## Start PAGE EXCERPT
Besides using multiple field transforms, the field extraction stanza also sets KV_MODE=none. This disables automatic key-value field extraction for the identified source type while letting your manually defined extractions continue. This ensures that these new regular expressions are not overridden by automatic field extraction, and it also helps increase your search performance.

For more information on automatic key-value field extraction, see Automatic key-value field extraction for search-time data.

Configure delimiter-based field extractions

You can use the DELIMS attribute in field transforms to configure field extractions for events where field values or field/value pairs are separated by delimiters such as commas, colons, tab spaces, and more.
## End PAGE EXCERPT
* _WHAT THIS TASK INVOLVES_: Transcribe the portion of the page excerpt on field extraction settings, everything from "For more information" down to "spaces, and more.". The material that follows is separate from the page excerpt on field extraction settings.
## Start MATERIAL
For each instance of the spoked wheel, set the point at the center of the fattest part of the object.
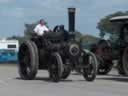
## End MATERIAL
* _RESULT OF THIS EXERCISE_:
For more information on automatic key-value field extraction, see Automatic key-value field extraction for search-time data.

Configure delimiter-based field extractions

You can use the DELIMS attribute in field transforms to configure field extractions for events where field values or field/value pairs are separated by delimiters such as commas, colons, tab spaces, and more.